TEXT PASSAGE:
+ + + +
I understand all this. I really do. I know that classical music isn’t amplified and you need to shut up in order to hear it properly. I get that performances will differ in subtle ways and you need to pay attention in order to pick these up and enjoy them. But some research suggests that coughing may indicate a lack of engagement, rather than a wilful attempt to spoil everyone else’s fun. Could people be allowed to engage with what’s going on a bit more?

I sometimes think I was born at the wrong time. Mozart-era concerts sound like a lot of fun. Apparently everyone was rowdily engaged, shushing each other in the quiet bits, applauding, yelling ‘da capo!’, chatting and laughing, and quite possibly chucking things if they didn’t approve. People got into fights over their favourite performers. It all sounds right up my street.

When I listen to music at home, I sing along, talk over the bits I don’t find that interesting, crank up the best bits and lie on the carpet. I nudge anyone who’s in the room and go ‘No, listen! I love this bit!’ I’ve been to classical concerts where I wanted to clap and whistle when I recognised the opening bars of my favourite song, like I would at a rock gig.

2 Princelet Street

Iestyn Davies, not singing in my living room, but, you know. Near enough. (Picture by Andrea Liu)
+ + + +
SHORT EXERCISE 1:
In the passage on concert etiquette, what does some research suggest coughing at classical concerts may indicate?
SHORT EXERCISE 2:
Carry on the passage on concert etiquette from its final line.
The stored entries after this passage are not needed.

Stored entries:
+ + + +
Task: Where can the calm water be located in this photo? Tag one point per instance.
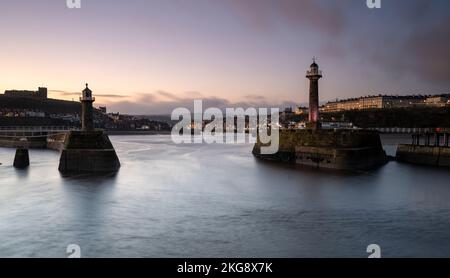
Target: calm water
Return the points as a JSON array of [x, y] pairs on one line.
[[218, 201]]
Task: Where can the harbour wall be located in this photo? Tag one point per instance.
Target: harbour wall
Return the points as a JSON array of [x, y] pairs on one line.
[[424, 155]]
+ + + +
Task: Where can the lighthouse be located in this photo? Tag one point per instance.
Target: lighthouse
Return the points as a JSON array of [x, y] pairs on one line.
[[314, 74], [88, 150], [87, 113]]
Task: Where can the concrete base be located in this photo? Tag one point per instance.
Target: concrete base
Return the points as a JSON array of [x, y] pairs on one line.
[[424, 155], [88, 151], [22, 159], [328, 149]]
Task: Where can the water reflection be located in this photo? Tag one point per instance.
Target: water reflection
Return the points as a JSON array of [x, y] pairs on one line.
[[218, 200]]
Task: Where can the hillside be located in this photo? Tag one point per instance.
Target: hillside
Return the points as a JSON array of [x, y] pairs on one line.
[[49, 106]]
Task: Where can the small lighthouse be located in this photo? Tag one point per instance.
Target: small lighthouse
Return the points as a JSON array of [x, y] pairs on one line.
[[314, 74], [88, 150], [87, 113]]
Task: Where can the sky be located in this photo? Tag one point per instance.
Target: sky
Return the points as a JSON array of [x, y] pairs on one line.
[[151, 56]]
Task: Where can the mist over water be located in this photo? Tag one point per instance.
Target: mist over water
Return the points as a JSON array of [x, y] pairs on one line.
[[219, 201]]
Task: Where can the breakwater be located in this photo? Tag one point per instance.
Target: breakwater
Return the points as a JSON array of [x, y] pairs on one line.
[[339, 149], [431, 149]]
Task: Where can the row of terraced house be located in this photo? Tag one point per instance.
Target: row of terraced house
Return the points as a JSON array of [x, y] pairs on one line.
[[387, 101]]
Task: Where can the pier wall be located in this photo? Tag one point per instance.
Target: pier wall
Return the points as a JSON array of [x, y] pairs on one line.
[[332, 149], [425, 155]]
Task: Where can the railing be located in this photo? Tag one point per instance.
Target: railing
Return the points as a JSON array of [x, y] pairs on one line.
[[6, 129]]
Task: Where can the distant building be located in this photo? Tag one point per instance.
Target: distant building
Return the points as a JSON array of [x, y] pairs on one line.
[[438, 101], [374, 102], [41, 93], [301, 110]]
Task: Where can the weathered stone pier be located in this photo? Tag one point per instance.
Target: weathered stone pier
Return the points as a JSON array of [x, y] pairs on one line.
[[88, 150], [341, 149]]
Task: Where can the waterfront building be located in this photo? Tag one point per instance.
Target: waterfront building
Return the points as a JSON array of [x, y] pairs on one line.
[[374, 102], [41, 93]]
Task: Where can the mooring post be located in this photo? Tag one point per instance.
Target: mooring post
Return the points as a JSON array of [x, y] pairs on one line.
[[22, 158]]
+ + + +
TASK RESULT 1:
It may indicate a lack of engagement rather than a deliberate attempt to spoil everyone else's fun.

TASK RESULT 2:
And it’s not all about me. I sometimes feel like we’re missing something else, something bigger, that we could be experiencing if we stopped looking on our fellow concertgoers as an irritation, and started taking notice of them. What would it be like if we tried to enjoy being in a room with a lot of other people, experiencing the music as a group, rather than all sitting in our individual seats feeling aggrieved that the chap next to us is manspreading and the woman in front is so ridiculously tall and trying in vain to pretend that Iestyn Davies is singing to us ALONE in our living room for our personal delight (however brilliant that sounds)? What if we weren’t scared to react to what was going on – if we turned to our neighbours and grinned, got to our feet and moved around, sang along and danced and interacted with each other? Maybe went for a beer in the bits we didn’t like, and worked our way to the front for our favourites?

Ah, you say, knowingly. It’ll never work. Tom Morris came a cropper last year with his no-rules approach to audience engagement at the Bristol Alternative Proms. With no etiquette to stifle them, the audience simply took the policing of other people’s behaviour into their own hands, forcibly ejecting a chap who tried to crowdsurf in the Messiah’s moshpit.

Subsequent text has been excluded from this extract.